» WHAT IS NEEDED
Count the lines in the items below that contain the string "roof", treating uppercase and lowercase as different, and reply with the number alone.

» EXTRACTED DATA
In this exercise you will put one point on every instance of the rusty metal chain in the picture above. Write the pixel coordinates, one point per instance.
--
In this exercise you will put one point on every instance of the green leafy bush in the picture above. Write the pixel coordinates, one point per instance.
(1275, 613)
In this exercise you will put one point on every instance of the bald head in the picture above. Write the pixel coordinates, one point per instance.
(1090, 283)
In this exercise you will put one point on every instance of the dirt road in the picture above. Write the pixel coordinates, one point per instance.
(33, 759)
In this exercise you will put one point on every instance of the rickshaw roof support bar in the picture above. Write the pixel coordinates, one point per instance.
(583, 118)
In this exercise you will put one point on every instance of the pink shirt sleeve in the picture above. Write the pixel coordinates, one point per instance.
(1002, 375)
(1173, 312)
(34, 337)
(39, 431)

» WORKED SOLUTION
1